- [Exercise materials]
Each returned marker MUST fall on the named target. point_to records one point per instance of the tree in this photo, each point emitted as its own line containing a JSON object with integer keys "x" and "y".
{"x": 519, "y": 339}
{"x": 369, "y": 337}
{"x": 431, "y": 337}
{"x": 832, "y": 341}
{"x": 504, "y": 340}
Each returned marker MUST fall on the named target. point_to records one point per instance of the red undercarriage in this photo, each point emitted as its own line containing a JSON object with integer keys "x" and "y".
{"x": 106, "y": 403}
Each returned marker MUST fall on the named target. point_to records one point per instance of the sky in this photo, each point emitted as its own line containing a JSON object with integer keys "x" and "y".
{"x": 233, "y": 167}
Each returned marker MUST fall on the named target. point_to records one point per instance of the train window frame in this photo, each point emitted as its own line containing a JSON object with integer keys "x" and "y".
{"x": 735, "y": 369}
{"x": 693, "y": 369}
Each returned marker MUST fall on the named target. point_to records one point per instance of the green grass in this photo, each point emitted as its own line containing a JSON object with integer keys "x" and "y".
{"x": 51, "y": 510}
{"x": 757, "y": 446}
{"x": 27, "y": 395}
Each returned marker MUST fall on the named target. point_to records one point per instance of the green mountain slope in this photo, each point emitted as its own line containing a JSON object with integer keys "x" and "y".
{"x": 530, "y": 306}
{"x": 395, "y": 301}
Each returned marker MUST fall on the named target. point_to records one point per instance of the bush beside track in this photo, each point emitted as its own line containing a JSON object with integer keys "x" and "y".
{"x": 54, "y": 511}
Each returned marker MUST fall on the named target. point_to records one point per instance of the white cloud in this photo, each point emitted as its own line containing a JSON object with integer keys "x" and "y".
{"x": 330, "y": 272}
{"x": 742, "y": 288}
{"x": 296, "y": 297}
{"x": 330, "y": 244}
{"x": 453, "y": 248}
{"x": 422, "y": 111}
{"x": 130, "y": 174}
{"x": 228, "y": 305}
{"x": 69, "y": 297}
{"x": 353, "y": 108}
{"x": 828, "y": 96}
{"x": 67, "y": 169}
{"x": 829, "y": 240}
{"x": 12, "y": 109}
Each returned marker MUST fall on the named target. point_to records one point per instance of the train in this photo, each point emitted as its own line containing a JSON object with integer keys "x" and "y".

* * *

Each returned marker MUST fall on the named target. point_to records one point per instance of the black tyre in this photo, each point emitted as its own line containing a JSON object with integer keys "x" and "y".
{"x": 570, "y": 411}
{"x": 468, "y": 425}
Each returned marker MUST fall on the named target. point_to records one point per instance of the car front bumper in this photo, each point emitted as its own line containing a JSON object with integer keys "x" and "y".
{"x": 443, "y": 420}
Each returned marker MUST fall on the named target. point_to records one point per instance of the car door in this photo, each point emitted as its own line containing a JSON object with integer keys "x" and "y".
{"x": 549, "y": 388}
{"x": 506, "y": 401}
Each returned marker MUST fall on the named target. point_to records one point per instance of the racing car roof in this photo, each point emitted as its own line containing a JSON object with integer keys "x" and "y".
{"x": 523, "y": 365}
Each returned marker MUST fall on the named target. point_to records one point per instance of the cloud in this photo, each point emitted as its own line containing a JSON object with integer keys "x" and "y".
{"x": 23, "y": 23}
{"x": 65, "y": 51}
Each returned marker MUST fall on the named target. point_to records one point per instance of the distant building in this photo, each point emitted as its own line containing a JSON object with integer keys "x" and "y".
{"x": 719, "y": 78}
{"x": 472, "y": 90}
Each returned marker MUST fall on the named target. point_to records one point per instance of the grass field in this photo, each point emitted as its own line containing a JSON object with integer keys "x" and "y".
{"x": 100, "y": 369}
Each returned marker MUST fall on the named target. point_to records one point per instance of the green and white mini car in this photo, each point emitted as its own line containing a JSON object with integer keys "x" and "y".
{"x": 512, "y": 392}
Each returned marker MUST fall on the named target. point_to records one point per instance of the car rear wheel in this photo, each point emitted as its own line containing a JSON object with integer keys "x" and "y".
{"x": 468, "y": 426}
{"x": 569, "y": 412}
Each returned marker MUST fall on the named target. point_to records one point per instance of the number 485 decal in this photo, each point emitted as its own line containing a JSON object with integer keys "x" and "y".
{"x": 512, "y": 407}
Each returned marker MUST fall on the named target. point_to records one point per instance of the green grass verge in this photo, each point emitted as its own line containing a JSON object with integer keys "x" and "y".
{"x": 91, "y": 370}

- [Job]
Copy out, in full, every row above in which the word "grass" appears.

- [Task output]
Each returned marker MUST fall on the named target. point_to records one point per instance of the green grass in this photo, each point emitted as its own line containing a JSON object with integer keys "x" and "y".
Each returned marker MUST fall on the named target. point_to records one point per instance of the grass field in this photo, each point emitted as its own line containing a JSON object with integer keys "x" and "y".
Each returned marker MUST fall on the named target. point_to records one point per instance of the green grass verge in this photo, each point emitted as its own line containing a JSON object with integer keys "x" and "y".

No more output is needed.